*** Available data ***
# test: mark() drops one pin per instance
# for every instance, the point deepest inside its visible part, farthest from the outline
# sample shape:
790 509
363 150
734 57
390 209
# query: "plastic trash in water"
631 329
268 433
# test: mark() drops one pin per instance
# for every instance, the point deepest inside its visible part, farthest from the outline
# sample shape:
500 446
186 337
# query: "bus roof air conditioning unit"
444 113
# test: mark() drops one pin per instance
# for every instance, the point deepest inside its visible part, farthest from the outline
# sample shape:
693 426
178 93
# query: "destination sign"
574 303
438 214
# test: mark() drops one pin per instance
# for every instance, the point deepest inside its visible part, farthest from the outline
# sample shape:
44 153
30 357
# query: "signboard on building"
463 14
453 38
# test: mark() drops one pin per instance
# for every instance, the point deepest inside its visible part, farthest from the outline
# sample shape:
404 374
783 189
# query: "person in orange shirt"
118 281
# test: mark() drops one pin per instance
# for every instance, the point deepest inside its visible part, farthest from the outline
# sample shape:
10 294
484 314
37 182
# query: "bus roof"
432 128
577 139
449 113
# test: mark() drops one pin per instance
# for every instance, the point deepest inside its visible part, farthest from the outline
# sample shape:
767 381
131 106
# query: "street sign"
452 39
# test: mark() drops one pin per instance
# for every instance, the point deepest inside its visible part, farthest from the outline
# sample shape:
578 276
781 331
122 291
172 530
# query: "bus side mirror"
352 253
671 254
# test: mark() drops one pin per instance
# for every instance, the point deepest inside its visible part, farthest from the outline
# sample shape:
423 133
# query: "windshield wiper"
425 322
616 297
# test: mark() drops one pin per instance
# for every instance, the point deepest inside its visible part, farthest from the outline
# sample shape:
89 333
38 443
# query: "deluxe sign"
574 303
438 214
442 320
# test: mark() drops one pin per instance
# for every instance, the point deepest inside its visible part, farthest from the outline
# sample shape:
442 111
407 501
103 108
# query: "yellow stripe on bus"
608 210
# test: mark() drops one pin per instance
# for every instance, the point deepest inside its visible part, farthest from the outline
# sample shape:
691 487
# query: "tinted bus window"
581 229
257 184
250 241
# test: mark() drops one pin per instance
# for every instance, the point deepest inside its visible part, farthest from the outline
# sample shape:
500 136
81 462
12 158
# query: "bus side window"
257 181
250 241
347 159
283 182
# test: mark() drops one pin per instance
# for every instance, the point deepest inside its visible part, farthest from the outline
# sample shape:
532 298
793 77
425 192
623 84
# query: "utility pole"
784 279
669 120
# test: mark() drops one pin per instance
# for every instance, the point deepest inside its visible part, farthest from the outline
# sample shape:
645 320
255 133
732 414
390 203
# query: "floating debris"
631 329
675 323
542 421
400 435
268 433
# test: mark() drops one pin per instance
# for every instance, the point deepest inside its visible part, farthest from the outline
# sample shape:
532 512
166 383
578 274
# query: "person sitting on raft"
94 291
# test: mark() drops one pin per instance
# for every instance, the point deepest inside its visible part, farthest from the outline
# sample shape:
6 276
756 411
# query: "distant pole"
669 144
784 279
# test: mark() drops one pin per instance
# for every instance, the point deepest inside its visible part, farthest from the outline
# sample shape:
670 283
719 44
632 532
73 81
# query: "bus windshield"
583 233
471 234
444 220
*** End of Available data ***
• [Required work]: All of the material above should be repeated word for word.

• [The completed task]:
# test: mark() drops one pin per instance
# for every instance, the point deepest inside its visible part, farthest from the outline
# sample shape:
790 509
363 150
734 57
390 209
# query: "plastic trash in water"
631 329
268 433
# test: mark() drops one pin per instance
# for every instance, the point deepest inside its visible part, farthest from the outline
# sample shape:
500 446
186 337
# query: "bus roof air conditioning unit"
444 113
# test: mark() drops one pin per instance
# for every instance, the point deepest inside its visible part, farthest from the outline
# sample shape:
693 426
178 93
# query: "destination sign"
574 303
438 214
# test: mark() drops one pin per instance
# for every instance, the point deepest inside its visible part, farthest from the outline
# sample shape:
44 153
30 357
# query: "signboard on building"
463 14
453 38
# test: mark() drops one pin per instance
# for every instance, the point deepest inside its visible part, farthest from the outline
# sample shape:
404 374
783 189
# query: "person in orange shirt"
118 281
# test: mark() drops one pin per instance
# for every instance, the point deepest inside its visible part, farthest from the outline
# sample shape:
10 294
484 314
37 182
# query: "bus roof"
432 128
577 139
449 113
# test: mark() drops one pin per instance
# for every instance, the point deepest inside its visible part, farthest from the outline
# sample shape:
767 381
131 106
# query: "street sign"
452 39
# test: mark() drops one pin per instance
# for every instance, the point deepest inside its visible part, farthest from the outline
# sample shape:
578 276
781 331
122 291
172 530
# query: "bus side mirror"
352 253
671 254
# test: mark() drops one pin per instance
# for every instance, the point deepest inside its visible part, farthest from the outline
# sample shape:
423 133
# query: "windshield wiper"
425 322
616 297
# test: mark() drops one pin per instance
# for every instance, the point deepest inside its visible part, farthest from the outline
# sample shape:
89 333
38 443
# query: "deluxe sign"
574 303
438 214
442 320
# test: mark() drops one pin per instance
# for every instance, the point deepest inside its visible part, farthest from the outline
# sample shape:
442 111
407 501
103 108
# query: "yellow stripe on bus"
608 210
# test: mark() drops one pin per instance
# for every instance, the point deepest inside its visible part, farthest from the outline
# sample shape:
691 487
# query: "tinted bus window"
581 229
257 184
250 241
# test: mark() drops one pin per instance
# for every instance, the point deepest inside its visible part, farthest from the outline
# sample shape:
500 136
81 462
12 158
# query: "bus side window"
257 181
250 241
347 159
283 182
# test: mark() drops one pin per instance
# for every instance, the point deepest inside its visible part, farthest from the outline
# sample shape:
532 298
793 77
425 192
623 84
# query: "utility pole"
784 279
669 120
# test: mark() drops one pin per instance
# for every instance, the point deepest inside its visible part, farthest from the outline
# sample shape:
645 320
255 133
732 414
390 203
# query: "floating debris"
631 329
675 323
542 421
400 435
268 433
# test: mark() drops one pin per instance
# for every instance, the point deepest inside its visible part, farthest from the outline
# sample shape:
532 512
166 383
578 274
# query: "person sitting on raft"
94 291
# test: mark() drops one pin per instance
# for every instance, the point deepest inside its visible part, farthest from the outline
# sample shape:
6 276
756 411
# query: "distant pole"
669 144
784 279
# test: mark() drops one pin per instance
# for every instance, the point deepest inside its visible part, farthest from the outline
# sample shape:
670 283
719 44
632 532
73 81
# query: "bus windshield"
583 233
471 234
444 220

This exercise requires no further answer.